(What is required) Format every line of the data below as a numbered list, skipping blank lines and omitting the pictures.

(Extracted information)
========================================
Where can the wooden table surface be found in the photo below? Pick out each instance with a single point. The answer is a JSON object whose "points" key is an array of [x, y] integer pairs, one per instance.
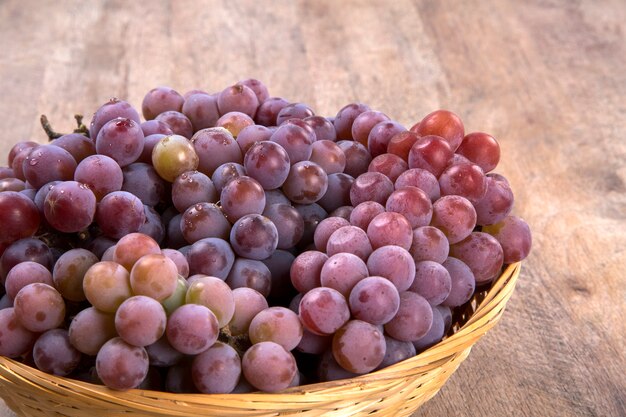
{"points": [[547, 78]]}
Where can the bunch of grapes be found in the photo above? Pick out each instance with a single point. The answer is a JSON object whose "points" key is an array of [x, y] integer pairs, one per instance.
{"points": [[236, 242]]}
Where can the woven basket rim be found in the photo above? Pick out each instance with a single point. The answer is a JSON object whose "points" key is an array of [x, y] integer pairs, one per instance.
{"points": [[454, 347]]}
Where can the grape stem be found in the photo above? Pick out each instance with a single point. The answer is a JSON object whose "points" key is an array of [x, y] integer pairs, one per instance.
{"points": [[52, 134]]}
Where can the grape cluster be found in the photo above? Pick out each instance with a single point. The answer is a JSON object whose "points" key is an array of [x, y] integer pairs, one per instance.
{"points": [[235, 242]]}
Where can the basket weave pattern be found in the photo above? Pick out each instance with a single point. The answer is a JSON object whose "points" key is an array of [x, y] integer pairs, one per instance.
{"points": [[395, 391]]}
========================================
(Full solution)
1. Where can the wooden table surface be found in the photo below? Pick out each instance with a single point. The answer is a JSON object whose "points" key is an array of [x, y] integer pairs, one per instance.
2. {"points": [[547, 78]]}
3. Where can the bunch of grapes be found in the photo above? Pick out each instance with a single point. The answer is a JSON object whose "points" key is an array of [x, y] integer pairs, one per instance.
4. {"points": [[236, 242]]}
5. Where can the woven basket rim be found in the photo above? Pick out each instance with a single point. The answer is a JSON object whose "points" key is an array of [x, y] integer pairs, one per instance.
6. {"points": [[454, 347]]}
7. Where can the grape stem be found in the photo above? Pick out each instance with a single point. The answer is a JSON object whose "points" key is an array of [x, y] integer pairs, one per instance.
8. {"points": [[52, 134]]}
9. Where can the grape cluster be found in the photo above? Pick out each instance with a single point. The answer is a JSON object whose "points" key is an array of [x, y] integer pairs, one per instance.
10. {"points": [[235, 242]]}
11. Where can the basket weave pattern be found in the photo above? Pick out each instance with a single point. The answer is a JSON object whose "points" key is an array of [x, y] integer pairs, one per instance.
12. {"points": [[395, 391]]}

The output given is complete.